_Task details_.
Restate the listing word for word; omit the images.

_Data for analysis_.
________

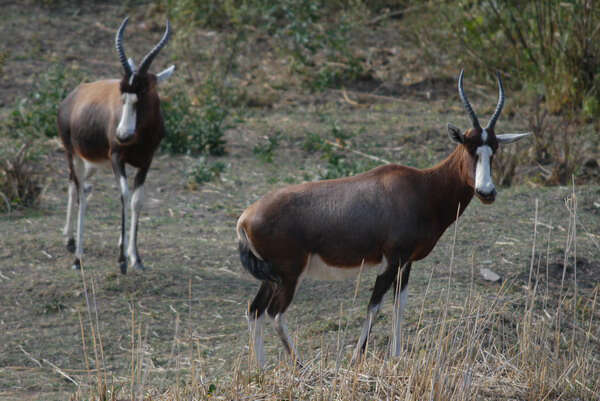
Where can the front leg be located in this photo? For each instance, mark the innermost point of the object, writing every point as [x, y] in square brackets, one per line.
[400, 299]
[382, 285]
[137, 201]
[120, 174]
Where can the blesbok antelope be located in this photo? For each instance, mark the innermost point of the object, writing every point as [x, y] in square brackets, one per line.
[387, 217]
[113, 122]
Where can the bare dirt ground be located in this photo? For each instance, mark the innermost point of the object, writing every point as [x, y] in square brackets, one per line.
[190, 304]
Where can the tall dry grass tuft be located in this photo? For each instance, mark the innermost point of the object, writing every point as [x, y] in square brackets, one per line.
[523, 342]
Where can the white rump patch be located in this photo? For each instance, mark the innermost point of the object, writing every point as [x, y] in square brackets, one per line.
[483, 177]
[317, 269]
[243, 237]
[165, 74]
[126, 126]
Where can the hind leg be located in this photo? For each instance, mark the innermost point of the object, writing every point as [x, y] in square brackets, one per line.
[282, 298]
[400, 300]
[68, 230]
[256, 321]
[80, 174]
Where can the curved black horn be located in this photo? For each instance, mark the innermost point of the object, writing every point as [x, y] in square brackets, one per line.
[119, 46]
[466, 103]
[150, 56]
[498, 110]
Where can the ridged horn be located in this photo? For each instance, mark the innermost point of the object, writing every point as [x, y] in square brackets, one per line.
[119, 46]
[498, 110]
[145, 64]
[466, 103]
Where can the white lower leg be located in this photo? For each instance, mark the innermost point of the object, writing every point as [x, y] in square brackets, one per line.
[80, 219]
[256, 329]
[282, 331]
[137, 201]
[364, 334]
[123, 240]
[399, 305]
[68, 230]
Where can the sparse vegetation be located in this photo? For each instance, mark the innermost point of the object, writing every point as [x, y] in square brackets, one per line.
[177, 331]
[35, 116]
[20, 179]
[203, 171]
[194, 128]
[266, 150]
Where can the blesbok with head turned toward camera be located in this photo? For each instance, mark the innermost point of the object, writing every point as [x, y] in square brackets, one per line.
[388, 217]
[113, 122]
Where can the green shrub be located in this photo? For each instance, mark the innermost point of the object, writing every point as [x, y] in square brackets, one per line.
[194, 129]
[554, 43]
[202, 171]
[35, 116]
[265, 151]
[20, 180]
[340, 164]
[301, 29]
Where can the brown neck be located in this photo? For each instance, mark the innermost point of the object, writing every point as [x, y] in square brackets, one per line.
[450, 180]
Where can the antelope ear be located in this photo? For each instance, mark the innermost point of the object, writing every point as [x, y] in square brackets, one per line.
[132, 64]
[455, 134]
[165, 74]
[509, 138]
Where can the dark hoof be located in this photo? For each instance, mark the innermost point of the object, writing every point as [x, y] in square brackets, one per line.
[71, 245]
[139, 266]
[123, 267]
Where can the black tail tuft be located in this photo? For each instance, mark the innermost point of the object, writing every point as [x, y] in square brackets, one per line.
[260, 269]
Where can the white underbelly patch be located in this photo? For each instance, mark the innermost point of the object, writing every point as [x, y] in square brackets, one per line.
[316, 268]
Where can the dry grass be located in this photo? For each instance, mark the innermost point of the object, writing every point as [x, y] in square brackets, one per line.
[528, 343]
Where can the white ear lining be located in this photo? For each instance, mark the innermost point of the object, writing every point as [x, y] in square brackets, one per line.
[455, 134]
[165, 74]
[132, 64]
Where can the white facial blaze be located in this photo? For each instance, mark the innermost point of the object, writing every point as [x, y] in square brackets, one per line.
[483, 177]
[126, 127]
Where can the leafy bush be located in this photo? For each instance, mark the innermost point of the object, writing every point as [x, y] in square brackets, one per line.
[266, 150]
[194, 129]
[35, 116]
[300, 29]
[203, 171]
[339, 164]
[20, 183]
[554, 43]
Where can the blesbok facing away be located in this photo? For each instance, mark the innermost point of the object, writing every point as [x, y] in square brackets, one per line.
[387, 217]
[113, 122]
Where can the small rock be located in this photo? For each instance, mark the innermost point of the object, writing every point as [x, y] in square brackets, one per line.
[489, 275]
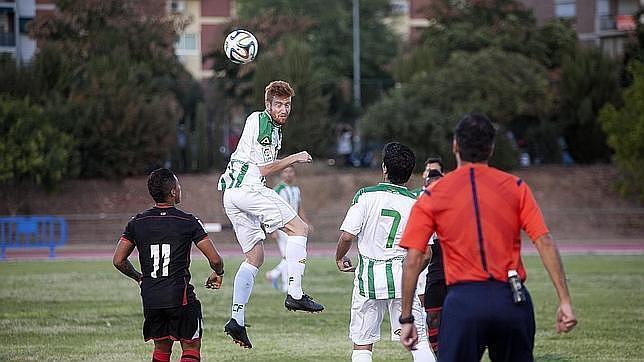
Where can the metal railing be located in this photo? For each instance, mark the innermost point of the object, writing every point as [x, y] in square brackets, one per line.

________

_Result of this exercise_.
Where can the front leg be located in this photo? For each instance, mark the innermost point of the object, writing every point as [x, y] in square brackets, one per line.
[400, 299]
[382, 285]
[137, 201]
[120, 174]
Where can the blesbok antelope be located in this photo? For each instance, mark the innermost point of the object, writing every point as [x, y] in square brackets, one per line.
[387, 217]
[113, 122]
Where can the bare dirt ground be located in this photo? For each instance, mark the innermost point of the object, writing every point as [x, y] in square brackets, one per line.
[190, 304]
Where can the tall dry grass tuft be located in this photo? For each instance, mark the innermost point of the object, writing every point as [x, y] in square brackets, one per line.
[523, 342]
Where can the white rump patch be located in this photo? For each instance, mark the innermost point of the object, writing every point as [x, y] in square brackets, one per line.
[483, 177]
[317, 269]
[243, 237]
[165, 74]
[126, 126]
Where can the hind leg be located in this photo? For each instance, mark the innermost point of the object, writing every point as [x, y] in square brackets, one per line.
[282, 298]
[400, 300]
[68, 230]
[256, 321]
[80, 174]
Where can the curved black horn be located in this photo? For each instance, mark the innermost point of the object, writing every point as [x, y] in square brackets, one per line.
[119, 46]
[466, 103]
[150, 56]
[498, 110]
Where can the ridged horn be located in this photo? For each instance, mark the innermost point of the object, writing every point as [x, y] in square brackets, one per line.
[119, 46]
[498, 110]
[145, 64]
[466, 103]
Where can the white lower leg be located in this photo? For each instance, mark the innermost point of the object, writing every point as [x, y] in square brackets, one per line.
[80, 219]
[256, 329]
[282, 331]
[137, 201]
[364, 334]
[123, 240]
[399, 305]
[68, 230]
Where can the sparse vegetation be located in this photo? For each instance, mark the innermost point of the object, writing every point as [x, y] in square brackets, one per line.
[177, 331]
[35, 116]
[20, 179]
[203, 171]
[194, 128]
[266, 150]
Where can the blesbok with head turned toward camera be located in this photo? For each instance, mark the innermost point of the object, writing every point as [x, y] in square brackets, one per line.
[388, 217]
[113, 122]
Where can the green shrub be located in this photo? For each instance, mark the innermost point of the object, writing every point as [x, y] in square brackets, one per line.
[194, 129]
[554, 43]
[202, 171]
[35, 116]
[265, 151]
[20, 180]
[340, 164]
[301, 29]
Where can the brown neck be located in this photo? For each instance, mark the innermost point of the object, writing every point as [x, y] in square brackets, one per line.
[450, 180]
Where can the antelope ear be located in this photo? For each instance, mark the innermost point of the object, writing every point as [x, y] in square brackets, one per line.
[132, 64]
[455, 134]
[165, 74]
[509, 138]
Where can the dark hoof be located in this photo? For each instance, mark the innermost point of the object, writing every point as [x, y] in square brackets, one per line.
[71, 245]
[139, 266]
[123, 267]
Where can the black tail tuft be located in this photo? For each instance, mark the innermost point of the object, writing every point as [x, y] in square brackets, one per line.
[260, 269]
Where can the white underbelly patch be located in this photo? For each instance, mark the innermost point of the object, writing every point as [x, y] in square brackets, one per line.
[316, 268]
Where can the dry grass be located in this photo? For each instance, mark the innermost point of the object, writing every point as [x, y] in square brackets, one per line.
[528, 343]
Where can the white ear lining be located in this photo? For each instance, mark the innermost point of the object, writing every point as [x, y] in square brackets, one per line.
[455, 134]
[165, 74]
[132, 64]
Where can the white facial blaze be located in this photo? For each instance, mark the innermost point of the object, writing every point as [x, y] in square brackets, one per line.
[483, 177]
[126, 127]
Where can the leafy bush be located in this photo? For each instance, mark the innermost point of the object, writing every point as [x, y] in square brackets, one per line.
[266, 150]
[194, 129]
[35, 116]
[300, 29]
[203, 171]
[339, 164]
[20, 183]
[554, 43]
Where can the blesbok facing away be located in this photo? For each instance, mark the innermost point of the object, writing every point as [x, y] in square brackets, one per line.
[387, 217]
[113, 122]
Where can the small rock be located in this photo? For each instance, mark the innermost point of the object, writing every point as [x, y] in square brackets, one per line.
[489, 275]
Where can the metal railing be located in this photo? For each instance, mark the innermost point of the object, writing every point as [x, y] in square brackets, one per line.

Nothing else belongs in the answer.